#### Extract to read:
Now, this idea of the daimon is interestingly ambiguous in terms of its site. Where, exactly, is it? this parallels the question we have been pursuing – where exactly is the innate tendency to error – if there is one? Where, that is, is its systematic place?
The early moderns were all very anxious about error. However, until Kant, error was conceived as a thing exterior to the subject. Among other of his functions, Descartes malin genie embodied the exteriority of deception. Hume inflected this line of thinking in a way, insofar as he showed that induction was not logically grounded. However, his intent wasn’t to delegitimize induction – rather, it was to estrange us from our mania about the framework of error and falsity. Induction, being on the side of life or habit, couldn’t be turned off, or doubted in any practical way. All of which went into Hume’s project of showing that reason was and should be the slave of the passions. It is important to note that at the same time that the natural philosophers were worried so about the Pseudodoxia Epidemica, the rising merchant/professional class was increasing sensitive to original sin. But let’s bracket that circumstance.

#### Stated task:
Write what comes next in the text on the early moderns and error, picking up after its last sentence. The lines that come after this text have nothing to do with what you are asked to do.

#### Records provided:
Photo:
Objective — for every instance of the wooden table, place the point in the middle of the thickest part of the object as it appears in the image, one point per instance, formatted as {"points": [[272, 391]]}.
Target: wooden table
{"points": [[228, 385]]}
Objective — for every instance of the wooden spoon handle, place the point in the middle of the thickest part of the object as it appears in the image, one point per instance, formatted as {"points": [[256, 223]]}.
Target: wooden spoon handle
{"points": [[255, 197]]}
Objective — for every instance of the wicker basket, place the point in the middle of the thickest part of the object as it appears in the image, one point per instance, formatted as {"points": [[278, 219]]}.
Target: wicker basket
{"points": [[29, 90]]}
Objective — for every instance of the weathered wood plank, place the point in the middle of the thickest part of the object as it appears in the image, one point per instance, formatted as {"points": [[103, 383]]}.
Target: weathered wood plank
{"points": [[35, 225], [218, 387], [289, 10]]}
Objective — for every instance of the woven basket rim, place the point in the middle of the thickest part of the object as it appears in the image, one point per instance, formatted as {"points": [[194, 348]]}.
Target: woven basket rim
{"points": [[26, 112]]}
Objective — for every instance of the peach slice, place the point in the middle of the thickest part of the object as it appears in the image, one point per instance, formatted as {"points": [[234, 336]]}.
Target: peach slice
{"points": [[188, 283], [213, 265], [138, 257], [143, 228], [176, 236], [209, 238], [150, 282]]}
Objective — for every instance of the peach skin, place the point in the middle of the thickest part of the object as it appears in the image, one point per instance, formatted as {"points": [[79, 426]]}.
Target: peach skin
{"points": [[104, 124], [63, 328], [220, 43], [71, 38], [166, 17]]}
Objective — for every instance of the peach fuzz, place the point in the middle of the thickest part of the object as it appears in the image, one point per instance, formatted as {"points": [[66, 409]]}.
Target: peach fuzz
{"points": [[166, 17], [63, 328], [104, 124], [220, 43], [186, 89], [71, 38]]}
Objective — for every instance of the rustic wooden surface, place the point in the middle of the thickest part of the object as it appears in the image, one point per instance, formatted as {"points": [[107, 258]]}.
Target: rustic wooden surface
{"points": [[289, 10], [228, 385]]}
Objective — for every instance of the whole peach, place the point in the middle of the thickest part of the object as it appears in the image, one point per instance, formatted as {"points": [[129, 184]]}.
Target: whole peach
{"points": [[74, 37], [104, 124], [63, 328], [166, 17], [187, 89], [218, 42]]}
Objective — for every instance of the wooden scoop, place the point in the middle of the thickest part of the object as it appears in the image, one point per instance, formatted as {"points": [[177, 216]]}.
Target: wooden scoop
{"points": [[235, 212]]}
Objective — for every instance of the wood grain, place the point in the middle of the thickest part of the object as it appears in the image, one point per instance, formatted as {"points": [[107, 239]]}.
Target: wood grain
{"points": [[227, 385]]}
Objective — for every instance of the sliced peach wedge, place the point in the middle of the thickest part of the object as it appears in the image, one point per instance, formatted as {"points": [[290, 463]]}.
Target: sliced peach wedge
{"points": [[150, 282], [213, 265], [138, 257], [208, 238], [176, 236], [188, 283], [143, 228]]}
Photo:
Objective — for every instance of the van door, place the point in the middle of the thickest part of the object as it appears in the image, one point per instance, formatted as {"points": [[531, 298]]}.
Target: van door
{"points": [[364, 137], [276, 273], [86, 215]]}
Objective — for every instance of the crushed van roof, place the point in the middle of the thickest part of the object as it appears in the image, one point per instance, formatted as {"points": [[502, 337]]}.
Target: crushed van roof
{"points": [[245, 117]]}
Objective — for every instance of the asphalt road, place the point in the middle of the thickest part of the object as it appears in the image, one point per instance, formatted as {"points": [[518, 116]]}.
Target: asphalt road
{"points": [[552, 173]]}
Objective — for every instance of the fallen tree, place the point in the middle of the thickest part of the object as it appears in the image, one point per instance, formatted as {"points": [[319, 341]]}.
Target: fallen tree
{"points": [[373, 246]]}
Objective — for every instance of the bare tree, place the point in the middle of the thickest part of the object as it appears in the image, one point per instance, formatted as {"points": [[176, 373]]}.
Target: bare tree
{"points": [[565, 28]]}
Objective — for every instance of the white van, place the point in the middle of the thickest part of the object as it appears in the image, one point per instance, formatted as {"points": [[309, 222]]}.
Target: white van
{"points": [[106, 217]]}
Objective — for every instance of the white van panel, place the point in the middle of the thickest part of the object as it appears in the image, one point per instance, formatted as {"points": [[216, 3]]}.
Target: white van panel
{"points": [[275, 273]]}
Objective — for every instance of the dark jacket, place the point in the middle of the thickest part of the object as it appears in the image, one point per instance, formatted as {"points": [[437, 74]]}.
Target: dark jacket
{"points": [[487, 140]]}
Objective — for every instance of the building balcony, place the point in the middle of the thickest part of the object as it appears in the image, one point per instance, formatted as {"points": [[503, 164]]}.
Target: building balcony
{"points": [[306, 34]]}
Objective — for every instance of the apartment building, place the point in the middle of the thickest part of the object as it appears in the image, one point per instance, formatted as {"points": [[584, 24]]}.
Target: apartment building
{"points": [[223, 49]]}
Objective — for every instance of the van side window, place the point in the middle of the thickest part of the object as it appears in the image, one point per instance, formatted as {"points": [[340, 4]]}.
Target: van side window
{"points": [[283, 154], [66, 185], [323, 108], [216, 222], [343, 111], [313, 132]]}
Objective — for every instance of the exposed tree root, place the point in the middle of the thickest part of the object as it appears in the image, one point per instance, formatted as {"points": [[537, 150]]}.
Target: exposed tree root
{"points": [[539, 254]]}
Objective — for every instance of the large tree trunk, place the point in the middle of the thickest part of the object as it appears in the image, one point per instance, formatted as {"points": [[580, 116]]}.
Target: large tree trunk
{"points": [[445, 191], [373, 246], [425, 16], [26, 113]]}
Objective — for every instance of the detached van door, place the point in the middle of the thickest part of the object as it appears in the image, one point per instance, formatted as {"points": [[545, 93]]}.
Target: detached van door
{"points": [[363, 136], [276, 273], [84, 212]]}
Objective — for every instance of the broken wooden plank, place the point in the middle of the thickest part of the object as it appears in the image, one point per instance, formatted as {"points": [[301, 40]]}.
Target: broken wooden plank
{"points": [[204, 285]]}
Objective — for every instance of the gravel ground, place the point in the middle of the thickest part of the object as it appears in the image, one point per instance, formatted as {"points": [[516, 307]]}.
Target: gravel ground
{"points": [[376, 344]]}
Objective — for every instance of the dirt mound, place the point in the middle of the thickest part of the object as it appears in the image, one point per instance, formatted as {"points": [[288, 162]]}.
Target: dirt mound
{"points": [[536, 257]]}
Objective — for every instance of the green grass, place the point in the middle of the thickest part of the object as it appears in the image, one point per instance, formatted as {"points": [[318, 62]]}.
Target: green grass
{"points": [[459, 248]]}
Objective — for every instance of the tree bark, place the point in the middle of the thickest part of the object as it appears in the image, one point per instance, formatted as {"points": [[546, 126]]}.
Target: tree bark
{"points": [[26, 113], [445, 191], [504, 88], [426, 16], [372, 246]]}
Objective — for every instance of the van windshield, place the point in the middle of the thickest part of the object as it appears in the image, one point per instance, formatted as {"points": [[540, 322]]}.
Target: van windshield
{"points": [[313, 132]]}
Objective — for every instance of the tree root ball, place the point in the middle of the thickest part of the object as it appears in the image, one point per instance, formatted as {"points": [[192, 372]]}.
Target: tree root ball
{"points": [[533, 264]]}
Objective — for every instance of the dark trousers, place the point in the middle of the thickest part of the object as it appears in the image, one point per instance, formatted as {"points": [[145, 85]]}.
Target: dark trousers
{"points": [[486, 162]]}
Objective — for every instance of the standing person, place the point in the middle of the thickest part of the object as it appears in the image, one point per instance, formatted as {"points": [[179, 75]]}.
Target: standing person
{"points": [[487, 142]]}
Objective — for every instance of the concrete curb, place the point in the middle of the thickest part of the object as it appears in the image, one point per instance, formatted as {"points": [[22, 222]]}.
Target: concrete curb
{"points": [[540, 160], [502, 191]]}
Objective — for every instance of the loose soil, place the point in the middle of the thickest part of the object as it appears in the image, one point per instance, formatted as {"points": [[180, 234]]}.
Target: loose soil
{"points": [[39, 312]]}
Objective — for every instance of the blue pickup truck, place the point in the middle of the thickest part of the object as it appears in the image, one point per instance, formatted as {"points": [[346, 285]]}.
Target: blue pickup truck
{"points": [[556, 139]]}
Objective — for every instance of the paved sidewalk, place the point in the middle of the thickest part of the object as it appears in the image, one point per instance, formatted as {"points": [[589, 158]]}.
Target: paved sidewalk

#### Written reply:
It was Kant, I think, who first interiorized error as an inevitable formation of the reason itself. There’s a famous passage in the Critique of Pure Reason from the section on the transcendental semblence (Schein). That semblence is the idea that one can deduce how the world is (for instance, whether the world has a beginning or not) from what I would call logic – that is, a conceptual analysis of beginning. Kant writes:
“The cause [of the transcendental semblence (Schein)] is this, that in our Reason (perceived, subjectively, as the human capacity to know) lie fundamental rules and maxims of its use, which have the total appearance of objective principles, and through which it appears, that the subjective necessity of a certain conjunction of our concepts, supported by the understanding, can be maintained. This is an unavoidable illusion, as much one as the illusion, that the sea seems higher on the horizon than on the shore, because we see the former through higher beams of light than the latter; or, even more, so little as astronomer can keep the moon from seeming greater in its setting, even if he is not deceived by this appearance.”
It isn’t surprising that Gigerenzer, too, uses visual illusion as an analogy for cognitive illusion. In Gigerenzer’s work, the necessity he is looking for is ecological – what living function does illusion serve? – rather than metaphysical.
The notion of an error inside (the logical equivalent of Jim Thompson's Killer Inside Me) might seem, at first glance, to have nothing to do with Norton (and Craddick’s) qualitatively different demon. And yet that demon seems inherited from the most famous of all daimons – Socrates. And Socrates is definitely a corrective daimon – a negating spirit. It is not a constructive one:
In the Apology, Socrates says: “…something divine and spiritual comes to me, the very thing which Meletus ridiculed in his indictment. I have had this from my childhood; it is a sort of voice that comes to me, ("some divine (theîon) and spiritual (daimónion) [thing] comes to me...")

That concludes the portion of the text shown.